◆ DOKUMENTTEXT
-- -- --
Konkrete Auflagen für die Kreisverwaltung

Die vom Bund verordnete Volkszählung beinhaltet nämlich konkrete Auflagen für die Kreisverwaltung. In Pinneberg und dem Umland müssen in Schleswig-Holstein mit Abstand die meisten Haustürinterviews geführt werden. Deshalb soll der Kreis einen eigenen Zensus-Stab einrichten – mit 13 Vollzeitstellen. Aus Datenschutzgründen sollen die neuen Mitarbeiter zwar räumlich, technisch und inhaltlich komplett von der Kreisverwaltung gekoppelt sein, belasten aber mit etwa 400.000 Euro das Personalbudget zusätzlich.

Zudem müssen bis zum Jahr 2021 knapp 500 sogenannte Interviewer gefunden werden. Als Außendienstler sollen sie vom 16. Mai des übernächsten Jahres an die Hausbesuche im Kreis übernehmen. Auch die Interviewer müssen vom Kreis rekrutiert, geschult und betreut werden. Bei der ersten gesamtdeutschen Volkszählung vor neun Jahren wurde dafür ein Salär von 7,50 Euro pro Fragebogen in Aussicht gestellt.

Kein Wunder, dass Landrat Oliver Stolz dem Zensus 2021 nicht nur Gutes abgewinnen kann. Im Gegenteil: „Die notwendige Personalakquise muss frühzeitig und intensiv betrieben werden, insbesondere die benötigte Anzahl von Erhebungsbeauftragten zu gewinnen, wird ganz schwierig“ so Stolz. Er spricht von einer „großen Herausforderung“, und zwar für alle Kreise.

Unklare Verhältnisse bei Finanzen

Konkret hat der Landrat Bedenken bei der „abgeschotteten“ räumlichen Unterbringung der neuen Zensus-Stabstelle. Vermutlich müssen die neuen Mitarbeiter außerhalb des Kreishauses ihren Dienst versehen. „Und bezüglich der Finanzen besteht auch noch erheblicher Klärungsbedarf“, sagt Oliver Stolz. Bisher sieht der Plan lediglich eine finanzielle Unterstützung des Bundes in Höhe von 25 Prozent vor.
-- -- --
◆ DATEN
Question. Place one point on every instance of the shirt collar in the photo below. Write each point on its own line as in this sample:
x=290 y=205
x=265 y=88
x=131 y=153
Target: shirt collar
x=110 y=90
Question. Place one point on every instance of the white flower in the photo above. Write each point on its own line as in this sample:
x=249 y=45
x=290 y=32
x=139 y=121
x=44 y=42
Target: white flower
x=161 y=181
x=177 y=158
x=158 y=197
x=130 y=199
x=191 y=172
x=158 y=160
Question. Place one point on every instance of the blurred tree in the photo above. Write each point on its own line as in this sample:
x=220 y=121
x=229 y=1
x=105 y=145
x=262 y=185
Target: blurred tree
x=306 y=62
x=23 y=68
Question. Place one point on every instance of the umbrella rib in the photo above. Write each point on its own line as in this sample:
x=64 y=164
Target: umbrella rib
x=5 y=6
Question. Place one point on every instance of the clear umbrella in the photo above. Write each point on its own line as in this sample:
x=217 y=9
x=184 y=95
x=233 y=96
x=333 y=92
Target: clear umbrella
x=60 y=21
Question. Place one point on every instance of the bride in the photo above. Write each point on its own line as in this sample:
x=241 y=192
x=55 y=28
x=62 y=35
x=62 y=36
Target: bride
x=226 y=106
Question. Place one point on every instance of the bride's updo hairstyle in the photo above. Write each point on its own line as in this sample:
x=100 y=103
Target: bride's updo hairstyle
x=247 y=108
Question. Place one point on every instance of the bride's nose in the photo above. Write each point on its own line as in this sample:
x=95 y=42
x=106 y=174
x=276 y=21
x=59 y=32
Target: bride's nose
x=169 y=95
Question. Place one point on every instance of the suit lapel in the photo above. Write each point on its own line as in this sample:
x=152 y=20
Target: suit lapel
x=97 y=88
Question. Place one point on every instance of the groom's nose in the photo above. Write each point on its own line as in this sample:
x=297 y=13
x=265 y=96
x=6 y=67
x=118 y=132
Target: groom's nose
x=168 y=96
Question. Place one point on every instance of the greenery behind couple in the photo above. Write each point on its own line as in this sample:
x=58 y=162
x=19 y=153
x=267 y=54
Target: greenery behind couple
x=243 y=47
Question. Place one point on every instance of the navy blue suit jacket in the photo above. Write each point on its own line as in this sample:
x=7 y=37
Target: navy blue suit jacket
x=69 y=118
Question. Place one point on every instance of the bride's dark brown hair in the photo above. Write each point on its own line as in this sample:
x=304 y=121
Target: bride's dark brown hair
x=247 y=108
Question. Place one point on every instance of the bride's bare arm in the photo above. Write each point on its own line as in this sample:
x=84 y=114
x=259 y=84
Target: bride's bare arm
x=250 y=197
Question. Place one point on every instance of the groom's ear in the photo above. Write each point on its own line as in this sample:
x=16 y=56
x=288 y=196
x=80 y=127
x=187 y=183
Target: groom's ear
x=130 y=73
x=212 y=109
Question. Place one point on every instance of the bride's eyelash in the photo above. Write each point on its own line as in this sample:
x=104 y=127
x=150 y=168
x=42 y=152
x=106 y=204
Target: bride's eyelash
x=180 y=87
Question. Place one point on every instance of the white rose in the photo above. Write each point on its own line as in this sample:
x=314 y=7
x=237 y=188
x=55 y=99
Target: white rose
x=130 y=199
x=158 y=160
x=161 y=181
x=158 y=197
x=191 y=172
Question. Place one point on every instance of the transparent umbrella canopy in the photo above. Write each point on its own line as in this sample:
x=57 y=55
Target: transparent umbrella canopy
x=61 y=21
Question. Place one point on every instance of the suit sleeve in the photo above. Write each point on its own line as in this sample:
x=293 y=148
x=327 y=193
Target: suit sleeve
-- -- --
◆ AUFGABENSTELLUNG
Warum soll der Kreis laut dem Text über den Zensus 2021 einen eigenen Zensus-Stab einrichten? Antworte in ein bis drei Sätzen. Die Auflistung hat mit dem Text über den Zensus 2021 nichts zu tun.

◆ ANTWORT
In Pinneberg und dem Umland müssen mit Abstand die meisten Haustürinterviews in Schleswig-Holstein geführt werden. Deshalb soll der Kreis einen eigenen Zensus-Stab mit 13 Vollzeitstellen einrichten.